Items from a data source
----------------------------------------
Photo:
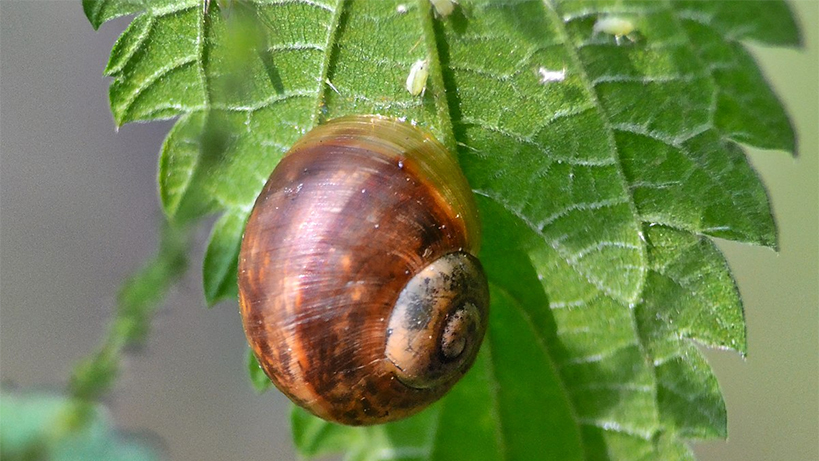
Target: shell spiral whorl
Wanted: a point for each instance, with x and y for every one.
(359, 289)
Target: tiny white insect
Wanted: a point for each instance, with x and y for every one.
(613, 25)
(444, 7)
(417, 78)
(548, 76)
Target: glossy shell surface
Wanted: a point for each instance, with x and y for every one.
(359, 290)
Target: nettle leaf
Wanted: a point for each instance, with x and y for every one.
(603, 155)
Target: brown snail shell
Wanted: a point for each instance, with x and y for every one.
(359, 289)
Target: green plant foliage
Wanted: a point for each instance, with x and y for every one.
(603, 165)
(31, 430)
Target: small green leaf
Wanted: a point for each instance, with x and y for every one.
(31, 430)
(219, 270)
(258, 379)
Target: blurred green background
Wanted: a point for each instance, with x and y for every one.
(79, 212)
----------------------------------------
What is expected:
Output the lines from the line containing "Target: tiny white insect" to the end, both included; add nothing.

Complete answer:
Target: tiny white insect
Wanted: a point for each instance, with x and y for every one.
(613, 25)
(444, 7)
(417, 78)
(548, 76)
Target: glossy shell surface
Wanted: a point for each instance, with x and y for every one.
(359, 290)
Target: nettle leaf
Wanted: a point for each instance, with x and y for every one.
(603, 155)
Target: brown snail shell
Wanted: a point for each instance, with x and y for every one.
(359, 289)
Target: green plant foliage
Wanted: a point for each instance, with x and y for every one.
(603, 165)
(31, 430)
Target: small green leaf
Wanted: a point for each instance, with x and y for every one.
(31, 430)
(219, 270)
(258, 379)
Target: blurred green background
Wanted: a point for each instance, with x and y for every one.
(79, 212)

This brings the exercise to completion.